**Document passage:**

The airline sector is expected to recover to 2019 levels, perhaps by 2024/2025. It is unclear what effect there will be on business travel when more employees work remotely and there is less convention travel.

Here’s the entire SEC filing:

Download (PDF, 5.32MB)

Here’s the AA’s press release:

FORT WORTH, Texas — American Airlines Group Inc. (NASDAQ: AAL) (the “Company”) today announced that the Company’s subsidiary, American Airlines, Inc. (“American”), and AAdvantage Loyalty IP Ltd., a newly formed Cayman Islands exempted company incorporated with limited liability and an indirect wholly owned subsidiary of the Company and American, intend to commence a private offering to eligible purchasers of $2,500,000,000 senior secured notes due 2026 and $2,500,000,000 senior secured notes due 2029 (collectively, the “Notes”) and to enter into a $2,500,000,000 senior secured term loan credit facility (the “New AAdvantage Term Loan Facility”) concurrent with the closing of the offering of the Notes. American and AAdvantage Loyalty IP Ltd. will be co-issuers of the Notes and co-borrowers under the New AAdvantage Term Loan Facility. The Notes and the New AAdvantage Term Loan Facility will be guaranteed by the Company and certain of the Company’s subsidiaries. The offering of the Notes is not conditioned upon the closing of the New AAdvantage Term Loan Facility, and the closing of the New AAdvantage Term Loan Facility is not conditioned upon the closing of the offering of the Notes. The final terms and amounts of the Notes and the New AAdvantage Term Loan Facility are subject to market and other conditions and may be materially different than expectations.

The Notes and New AAdvantage Term Loan Facility will be secured on a pari passu senior basis by a first-priority security interest in American’s AAdvantage program, including American’s rights under certain related agreements, intellectual property and other collateral related to the AAdvantage program.

AAdvantage Loyalty IP Ltd. intends to lend the net proceeds from the offering of the Notes and the New AAdvantage Term Loan Facility to American, after depositing a portion of the proceeds in certain reserve accounts. American intends to use the proceeds from this intercompany loan from AAdvantage Loyalty IP Ltd. to repay all amounts outstanding under the term loan facility with the U.S. Department of the Treasury that is currently secured by collateral that will secure, in part, the Notes and the New AAdvantage Term Loan Facility and to use the remainder for general corporate purposes, which may include the repayment of other indebtedness.

The Notes will be offered and sold only to persons reasonably believed to be qualified institutional buyers, as defined in, and in reliance on Rule 144A under the Securities Act of 1933, as amended (the “Securities Act”) and to non-U.S. persons in offshore transactions outside the United States in reliance on Regulation S under the Securities Act. The Notes will not be registered under the Securities Act or any other securities laws of any jurisdiction and will not have the benefit of any exchange offer or other registration rights. The Notes may not be offered or sold in the United States absent registration or an applicable exemption from registration requirements.

This press release does not constitute an offer to sell or the solicitation of an offer to buy any of the Notes nor shall there be any sale of the Notes in any jurisdiction in which such offer, solicitation or sale would be unlawful. This press release is being issued pursuant to and in accordance with Rule 135c under the Securities Act.

Conclusion

American Airlines here essentially loans against future AAdvantage cash flows.

It is difficult to see how American Airlines could come through this pandemic without a bankruptcy court visit, considering the current debt load and cash burn rates.

When hotels and airline programs boast their membership numbers, you have to keep in mind that 80% to 90% of those members are inactive. It is more useful if all would disclose the number of active members who have had activity in the preceding 12 months.

I feel fatigue building among loyalty program members how valuable their miles and points really are, in terms of difficulty of use. Perhaps appreciation towards issuers providing more flexible “currency” that can be converted to cash or used with several programs is growing.

**What the task requires:**
Copy the passage on American Airlines' AAdvantage financing word for word, starting with "It is difficult" and going on through "programs is growing.". The entries after this passage are not involved in this work.

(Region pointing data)
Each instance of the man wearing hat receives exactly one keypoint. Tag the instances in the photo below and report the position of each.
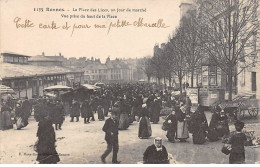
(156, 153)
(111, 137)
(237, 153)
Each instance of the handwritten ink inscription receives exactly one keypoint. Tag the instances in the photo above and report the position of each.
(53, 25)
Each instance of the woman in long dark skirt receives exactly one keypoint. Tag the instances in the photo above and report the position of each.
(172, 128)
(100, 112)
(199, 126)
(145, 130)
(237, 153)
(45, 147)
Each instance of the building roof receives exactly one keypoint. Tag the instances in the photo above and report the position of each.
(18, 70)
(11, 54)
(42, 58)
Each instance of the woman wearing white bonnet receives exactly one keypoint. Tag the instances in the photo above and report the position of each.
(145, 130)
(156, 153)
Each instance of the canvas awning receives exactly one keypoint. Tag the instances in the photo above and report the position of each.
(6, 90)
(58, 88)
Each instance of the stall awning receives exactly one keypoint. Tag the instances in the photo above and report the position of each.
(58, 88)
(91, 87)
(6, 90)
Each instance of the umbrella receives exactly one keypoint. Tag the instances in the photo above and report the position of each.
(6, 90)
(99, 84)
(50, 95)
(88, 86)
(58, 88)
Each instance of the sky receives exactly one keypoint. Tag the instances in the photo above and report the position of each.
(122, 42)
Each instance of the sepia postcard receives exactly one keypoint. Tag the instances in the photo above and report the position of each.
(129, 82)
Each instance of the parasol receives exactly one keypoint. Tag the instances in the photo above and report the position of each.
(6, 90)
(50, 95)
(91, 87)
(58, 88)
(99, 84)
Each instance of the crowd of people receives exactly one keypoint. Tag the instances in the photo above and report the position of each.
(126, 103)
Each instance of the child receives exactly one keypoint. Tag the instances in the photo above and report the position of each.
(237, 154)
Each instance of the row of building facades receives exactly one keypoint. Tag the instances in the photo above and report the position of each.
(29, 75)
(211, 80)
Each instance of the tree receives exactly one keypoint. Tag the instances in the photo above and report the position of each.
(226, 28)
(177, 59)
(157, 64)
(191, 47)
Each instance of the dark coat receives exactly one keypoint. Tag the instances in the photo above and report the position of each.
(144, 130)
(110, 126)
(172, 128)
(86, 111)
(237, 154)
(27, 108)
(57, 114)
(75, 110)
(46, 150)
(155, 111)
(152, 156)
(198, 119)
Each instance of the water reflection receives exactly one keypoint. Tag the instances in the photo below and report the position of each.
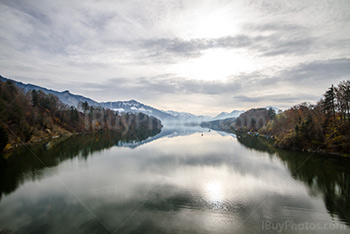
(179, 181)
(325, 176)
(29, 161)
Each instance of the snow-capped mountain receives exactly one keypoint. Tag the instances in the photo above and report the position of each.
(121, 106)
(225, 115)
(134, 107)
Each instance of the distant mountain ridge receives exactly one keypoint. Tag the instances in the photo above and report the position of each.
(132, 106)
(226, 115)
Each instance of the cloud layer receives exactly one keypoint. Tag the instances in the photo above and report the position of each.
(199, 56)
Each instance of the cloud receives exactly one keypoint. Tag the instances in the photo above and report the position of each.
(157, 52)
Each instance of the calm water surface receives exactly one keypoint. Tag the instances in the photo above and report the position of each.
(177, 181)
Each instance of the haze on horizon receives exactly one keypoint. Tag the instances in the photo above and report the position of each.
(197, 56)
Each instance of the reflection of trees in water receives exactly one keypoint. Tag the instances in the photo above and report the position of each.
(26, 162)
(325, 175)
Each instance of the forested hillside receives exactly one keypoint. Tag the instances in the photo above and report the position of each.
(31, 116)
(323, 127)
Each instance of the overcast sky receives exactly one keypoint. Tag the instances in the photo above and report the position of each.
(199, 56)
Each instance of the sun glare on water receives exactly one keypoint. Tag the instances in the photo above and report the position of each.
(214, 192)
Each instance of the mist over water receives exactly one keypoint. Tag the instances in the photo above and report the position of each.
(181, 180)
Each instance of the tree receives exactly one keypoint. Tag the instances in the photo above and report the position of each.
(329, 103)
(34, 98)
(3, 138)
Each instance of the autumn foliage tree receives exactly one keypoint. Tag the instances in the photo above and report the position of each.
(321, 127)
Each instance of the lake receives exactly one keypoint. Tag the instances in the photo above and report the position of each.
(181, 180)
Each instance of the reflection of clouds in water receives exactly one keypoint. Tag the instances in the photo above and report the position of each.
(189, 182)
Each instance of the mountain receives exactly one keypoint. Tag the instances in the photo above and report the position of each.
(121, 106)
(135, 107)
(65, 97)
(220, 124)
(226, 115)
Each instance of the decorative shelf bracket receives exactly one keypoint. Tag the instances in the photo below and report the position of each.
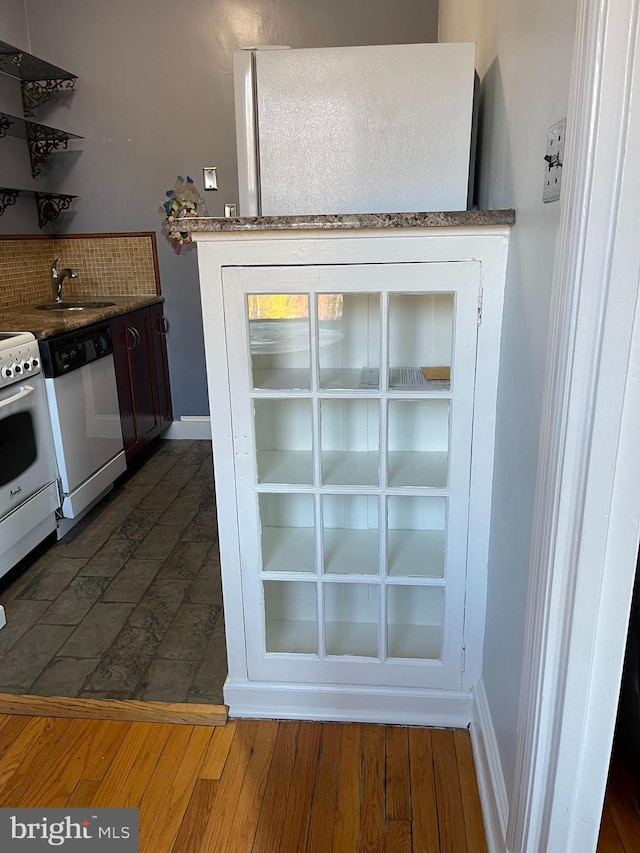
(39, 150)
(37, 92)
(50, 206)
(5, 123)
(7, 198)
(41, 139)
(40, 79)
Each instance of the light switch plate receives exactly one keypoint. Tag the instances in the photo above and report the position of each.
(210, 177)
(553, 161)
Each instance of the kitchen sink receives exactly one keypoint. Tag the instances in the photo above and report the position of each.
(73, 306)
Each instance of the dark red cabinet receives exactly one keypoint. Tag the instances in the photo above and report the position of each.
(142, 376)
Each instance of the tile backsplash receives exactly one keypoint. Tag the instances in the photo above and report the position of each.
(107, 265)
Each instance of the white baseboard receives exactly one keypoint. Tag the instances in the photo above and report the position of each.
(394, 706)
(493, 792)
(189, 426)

**Answer box:**
It is difficult to see how American Airlines could come through this pandemic without a bankruptcy court visit, considering the current debt load and cash burn rates.

When hotels and airline programs boast their membership numbers, you have to keep in mind that 80% to 90% of those members are inactive. It is more useful if all would disclose the number of active members who have had activity in the preceding 12 months.

I feel fatigue building among loyalty program members how valuable their miles and points really are, in terms of difficulty of use. Perhaps appreciation towards issuers providing more flexible “currency” that can be converted to cash or used with several programs is growing.